__DIRECTIONS FOR THIS TASK__
Your job is to retype the records exactly while dropping every picture.

[Point-per-instance localization data]
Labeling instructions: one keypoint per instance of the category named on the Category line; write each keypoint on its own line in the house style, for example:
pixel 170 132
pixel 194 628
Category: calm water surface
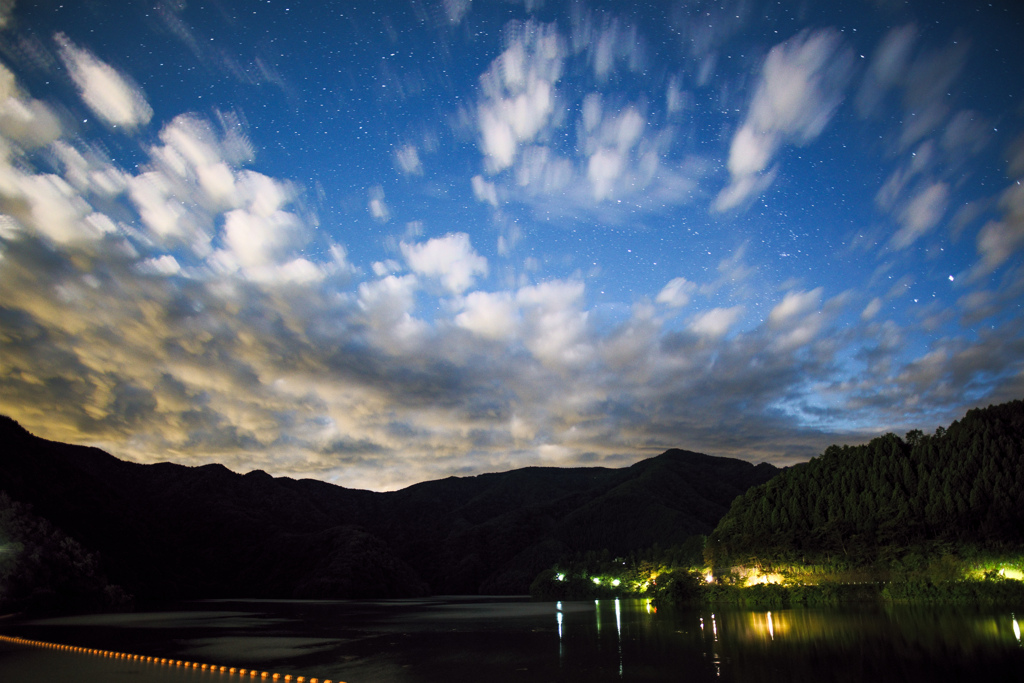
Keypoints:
pixel 498 639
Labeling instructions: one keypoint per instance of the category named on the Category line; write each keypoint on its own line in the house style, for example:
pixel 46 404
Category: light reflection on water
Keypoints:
pixel 498 640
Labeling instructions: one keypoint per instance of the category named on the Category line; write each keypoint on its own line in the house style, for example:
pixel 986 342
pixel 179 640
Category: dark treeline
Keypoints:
pixel 895 503
pixel 167 531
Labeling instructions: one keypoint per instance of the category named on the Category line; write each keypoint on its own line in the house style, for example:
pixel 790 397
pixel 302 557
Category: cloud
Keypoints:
pixel 109 93
pixel 554 323
pixel 451 259
pixel 921 215
pixel 457 9
pixel 28 122
pixel 888 67
pixel 677 293
pixel 378 209
pixel 716 323
pixel 795 304
pixel 801 85
pixel 491 315
pixel 999 240
pixel 518 91
pixel 408 159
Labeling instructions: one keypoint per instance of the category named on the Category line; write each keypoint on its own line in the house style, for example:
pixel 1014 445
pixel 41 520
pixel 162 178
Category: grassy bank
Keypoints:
pixel 680 590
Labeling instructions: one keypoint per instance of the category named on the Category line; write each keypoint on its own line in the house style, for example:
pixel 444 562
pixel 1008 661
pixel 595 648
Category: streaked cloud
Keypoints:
pixel 484 244
pixel 108 92
pixel 801 85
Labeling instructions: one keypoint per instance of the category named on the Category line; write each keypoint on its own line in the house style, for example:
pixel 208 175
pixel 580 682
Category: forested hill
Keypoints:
pixel 857 505
pixel 171 531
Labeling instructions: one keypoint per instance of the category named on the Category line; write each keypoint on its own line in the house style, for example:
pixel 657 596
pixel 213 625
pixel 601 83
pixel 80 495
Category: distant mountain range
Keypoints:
pixel 894 505
pixel 171 531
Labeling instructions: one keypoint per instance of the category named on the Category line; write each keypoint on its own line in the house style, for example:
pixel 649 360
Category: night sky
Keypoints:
pixel 377 243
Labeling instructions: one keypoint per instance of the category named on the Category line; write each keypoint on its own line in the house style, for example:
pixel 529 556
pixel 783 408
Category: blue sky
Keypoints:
pixel 382 243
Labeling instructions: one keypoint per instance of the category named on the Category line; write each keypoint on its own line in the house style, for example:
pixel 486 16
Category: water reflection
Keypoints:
pixel 503 640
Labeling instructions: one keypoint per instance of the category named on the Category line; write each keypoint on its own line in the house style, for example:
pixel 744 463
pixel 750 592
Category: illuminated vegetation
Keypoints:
pixel 926 518
pixel 645 573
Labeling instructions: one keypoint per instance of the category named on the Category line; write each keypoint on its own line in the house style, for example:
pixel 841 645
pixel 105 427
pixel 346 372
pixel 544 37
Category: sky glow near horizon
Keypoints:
pixel 383 243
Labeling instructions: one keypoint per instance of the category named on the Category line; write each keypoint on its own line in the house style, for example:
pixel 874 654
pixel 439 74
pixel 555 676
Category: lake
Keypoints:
pixel 502 639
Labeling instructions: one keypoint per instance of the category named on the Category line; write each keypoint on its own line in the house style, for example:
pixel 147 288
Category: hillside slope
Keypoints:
pixel 854 506
pixel 168 531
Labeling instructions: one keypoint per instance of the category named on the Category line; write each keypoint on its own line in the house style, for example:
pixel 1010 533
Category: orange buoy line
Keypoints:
pixel 245 673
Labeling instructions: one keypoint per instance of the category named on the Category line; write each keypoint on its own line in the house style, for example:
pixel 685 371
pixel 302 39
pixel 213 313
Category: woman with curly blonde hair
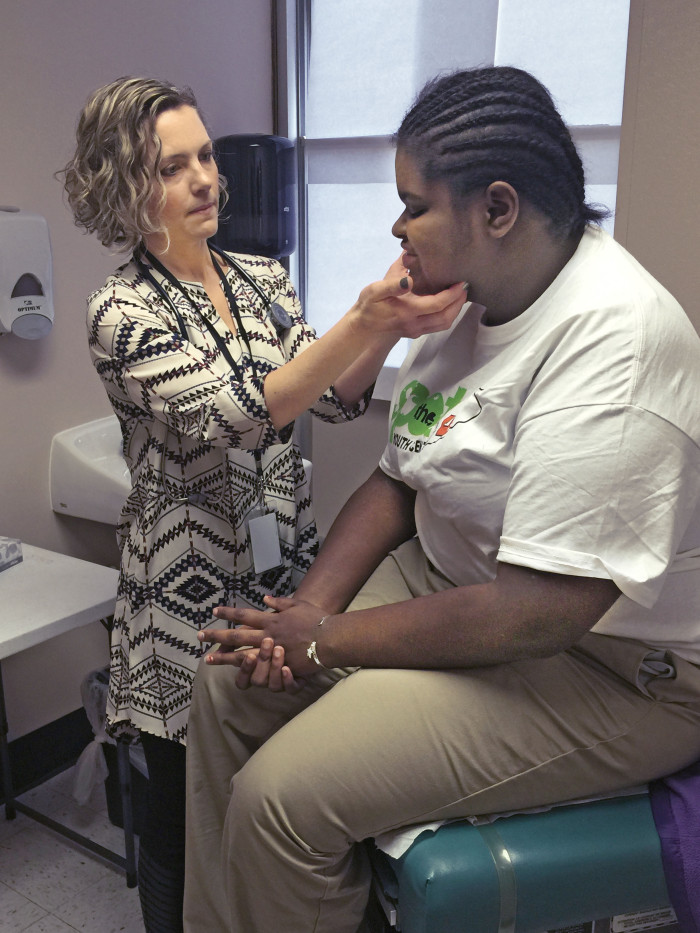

__EXERCISE RESULT__
Labeling instructions: one keypoint per instance of the category named on the Category line; write each keypoint on its own line in the house style, for example:
pixel 170 132
pixel 194 628
Category: calm water surface
Keypoints:
pixel 498 639
Labeling instructions: one keypoint per instance of the category named on the Category line; write each keypoint on its own line in the house style, for example:
pixel 46 404
Category: light reflection on water
Keypoints:
pixel 498 640
Labeling instructions: one keypoint per instance of the category named on the Category line; write each keypoint on its own line in the house style, for example:
pixel 986 342
pixel 179 640
Category: dark treeline
Keypoints:
pixel 895 503
pixel 167 531
Labeling instructions: one keypoint per instance of the category named on the Category line; write each keypoint on its own line in the house style, for example:
pixel 790 397
pixel 302 557
Category: cloud
Keypoints:
pixel 109 93
pixel 554 323
pixel 451 259
pixel 921 215
pixel 457 9
pixel 28 122
pixel 888 67
pixel 677 293
pixel 378 209
pixel 716 323
pixel 795 304
pixel 801 85
pixel 491 315
pixel 999 240
pixel 518 91
pixel 408 159
Labeling instructions: one keypoint per instance of the category named on the Category line; write each keypoint on its own line in the house style, for example:
pixel 1014 445
pixel 41 520
pixel 162 178
Category: grassy bank
Keypoints:
pixel 680 590
Labeling instructions: one keypoint per instance of the category named on the Category line; write each keypoint on its own line in the house style, for example:
pixel 444 562
pixel 1008 661
pixel 595 648
Category: streaked cloud
Keypoints:
pixel 484 244
pixel 108 92
pixel 801 85
Labeling instructions: one keypoint per instance of the category named on the Category line; write each keypoint on its own line in the house style, for example:
pixel 208 175
pixel 580 682
Category: forested hill
Keypoints:
pixel 857 505
pixel 171 531
Labeling instructions: one keypoint per instance of the category named on the Category line; write each keypoint on its own line in the house style, for example:
pixel 657 596
pixel 213 625
pixel 601 83
pixel 80 495
Category: distant mountain range
Keypoints:
pixel 894 505
pixel 171 531
Labeling instructions: one keypoint per instance of the category named on the Category line; write each keypoint on its own line in the house style, for example:
pixel 649 360
Category: night sky
Keypoints:
pixel 377 243
Labeling instructions: one keypoint per instance of the category named on the Category line; write each keypoint on its own line in the house style, for example:
pixel 529 556
pixel 783 408
Category: blue sky
Keypoints:
pixel 382 243
Labeling instructions: one keypoint per instance of the category named on the Category line; write each keypoint on its own line in the house style, for example:
pixel 486 16
Category: water reflection
Keypoints:
pixel 503 640
Labeling instructions: one keypoint per instance of the category named on the Category line; write each keypoint on its own line in the house style, for example:
pixel 744 463
pixel 750 592
Category: illuminated vegetation
Keypoints:
pixel 926 518
pixel 645 573
Labeling instructions: one keypoint per instance of the category named on the Category line; write each keypoint on its own line in the house style, for example:
pixel 841 645
pixel 105 427
pixel 346 372
pixel 544 37
Category: sky glow near horizon
Keypoints:
pixel 383 243
Labeling instructions: one keypoint per instance of the category named on the Category line; write each keypoint on its own line in the house style, for example:
pixel 874 654
pixel 439 74
pixel 555 676
Category: lake
Keypoints:
pixel 502 639
Labeling instructions: one keypoint per instance of the category named on the Category line; write each keypoint on its own line in the house style, for example:
pixel 147 288
Category: hillside slope
Keypoints:
pixel 854 506
pixel 168 531
Labeling instructions: one keypoint per instance of the category named on the Category line; write each keypoint on its own line in the house style, for example:
pixel 1010 533
Category: orange buoy line
Keypoints:
pixel 245 673
Labeling instructions: one keypoint per instance of the category named on the Category line; write each keypoint on its own line in the house style, for example:
pixel 685 371
pixel 302 39
pixel 213 313
Category: woman with curly blonde hair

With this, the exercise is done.